> **DOCUMENT SECTION**:
━━━━━━━━━━━━━━━━━━━━━━━━━━━━━━

Fiona Hutchison (born 17 May 1960) is an American actress. She is known for her roles on the American soap operas One Life to Live and Guiding Light.

Personal life
Hutchison was born in Miami, Florida, to British parents. She grew up in South Miami, Florida, Jamaica, and Columbia, South Carolina and has two older brothers.

Hutchison is trained in ballet and classical dance, attending the Miami Conservatory as a child. She accelerated her high school studies and left to study at the School of American Ballet when she was 15; later, she earned her bachelor's degree from Clemson University.

Hutchison married assistant director Sean Dromgoole in 1987 but they would divorce in 1992. She married actor John Viscardi on 16 September 1994. They have two sons, Hutch (born 3 September 1996) and Trevor Westcott (born March 1998).

━━━━━━━━━━━━━━━━━━━━━━━━━━━━━━

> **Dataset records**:
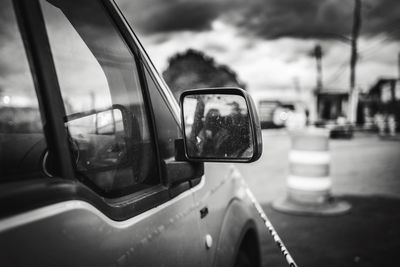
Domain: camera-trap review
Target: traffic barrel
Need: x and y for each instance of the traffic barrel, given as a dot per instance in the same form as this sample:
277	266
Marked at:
309	183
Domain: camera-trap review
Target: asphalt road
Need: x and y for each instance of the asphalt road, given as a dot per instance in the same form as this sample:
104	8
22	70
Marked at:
366	173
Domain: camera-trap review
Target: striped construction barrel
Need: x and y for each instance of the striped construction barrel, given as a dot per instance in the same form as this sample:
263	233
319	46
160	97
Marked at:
309	183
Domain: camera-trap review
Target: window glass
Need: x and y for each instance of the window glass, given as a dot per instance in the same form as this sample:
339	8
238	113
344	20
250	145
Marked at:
106	118
167	127
22	143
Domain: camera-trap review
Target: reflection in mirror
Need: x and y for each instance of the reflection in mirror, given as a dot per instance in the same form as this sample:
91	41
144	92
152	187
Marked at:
98	138
217	126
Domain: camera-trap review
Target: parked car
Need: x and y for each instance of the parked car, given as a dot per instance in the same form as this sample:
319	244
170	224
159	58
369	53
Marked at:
110	170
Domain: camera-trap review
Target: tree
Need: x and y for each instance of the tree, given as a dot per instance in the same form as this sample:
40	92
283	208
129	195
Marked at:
194	69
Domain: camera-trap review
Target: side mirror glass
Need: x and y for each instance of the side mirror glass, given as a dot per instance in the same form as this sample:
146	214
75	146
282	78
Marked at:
220	125
98	138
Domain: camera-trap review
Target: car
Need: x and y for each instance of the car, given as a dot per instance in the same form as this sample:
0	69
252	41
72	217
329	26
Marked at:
100	164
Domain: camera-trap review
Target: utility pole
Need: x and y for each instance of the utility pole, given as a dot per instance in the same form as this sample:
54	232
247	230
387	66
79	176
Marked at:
398	67
317	53
318	58
353	93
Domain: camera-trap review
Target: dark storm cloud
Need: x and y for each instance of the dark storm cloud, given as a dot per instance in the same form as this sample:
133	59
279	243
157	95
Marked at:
382	16
157	16
269	19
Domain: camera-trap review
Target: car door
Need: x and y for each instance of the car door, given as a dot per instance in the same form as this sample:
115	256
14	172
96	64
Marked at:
105	200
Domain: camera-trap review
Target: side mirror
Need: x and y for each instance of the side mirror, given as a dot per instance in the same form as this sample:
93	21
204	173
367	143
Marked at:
220	125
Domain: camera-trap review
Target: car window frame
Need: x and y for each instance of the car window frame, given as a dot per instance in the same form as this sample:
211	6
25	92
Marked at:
119	28
64	185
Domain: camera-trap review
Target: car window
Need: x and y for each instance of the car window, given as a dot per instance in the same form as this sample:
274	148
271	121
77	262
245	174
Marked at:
106	115
22	143
168	129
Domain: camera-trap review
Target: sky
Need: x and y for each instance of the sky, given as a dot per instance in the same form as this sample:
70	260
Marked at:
269	42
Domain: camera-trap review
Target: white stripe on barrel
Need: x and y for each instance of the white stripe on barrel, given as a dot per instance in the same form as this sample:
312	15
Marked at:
309	157
309	161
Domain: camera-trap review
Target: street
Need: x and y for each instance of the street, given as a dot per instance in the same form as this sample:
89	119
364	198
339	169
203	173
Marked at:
365	172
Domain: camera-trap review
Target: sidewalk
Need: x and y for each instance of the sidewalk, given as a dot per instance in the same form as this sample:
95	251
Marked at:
367	236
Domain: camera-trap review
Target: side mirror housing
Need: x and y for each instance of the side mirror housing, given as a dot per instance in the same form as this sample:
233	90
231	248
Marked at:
220	125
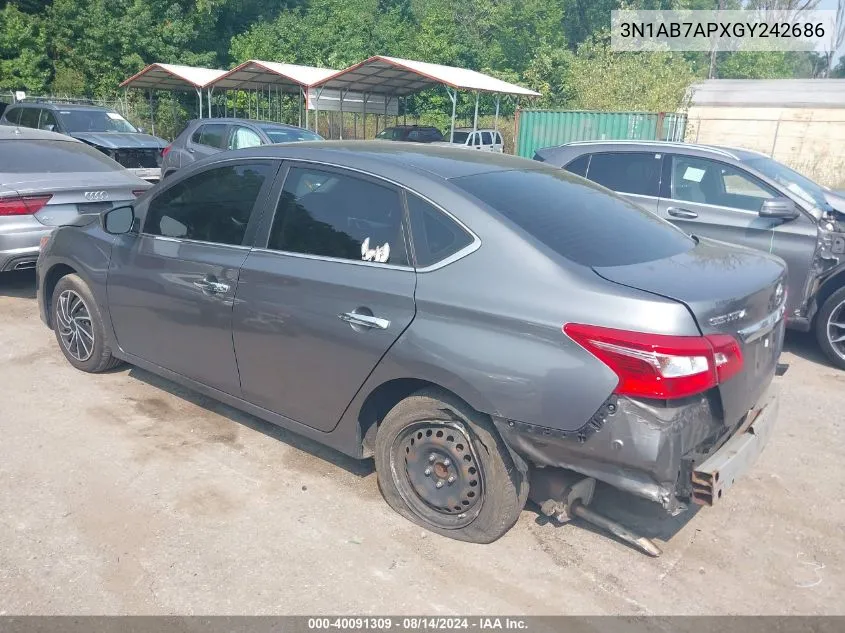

━━━━━━━━━━━━━━━━━━━━━━━━━━━━━━

Using the biography of Fiona Hutchison, answer these questions:
1. In which city was Hutchison born?
2. At what age did she leave to study at the School of American Ballet?
3. On what date did she marry John Viscardi?
Rely solely on the biography of Fiona Hutchison for what comes next.

> **ANSWER TO THIS TASK**:
1. Miami, Florida
2. 15
3. 16 September 1994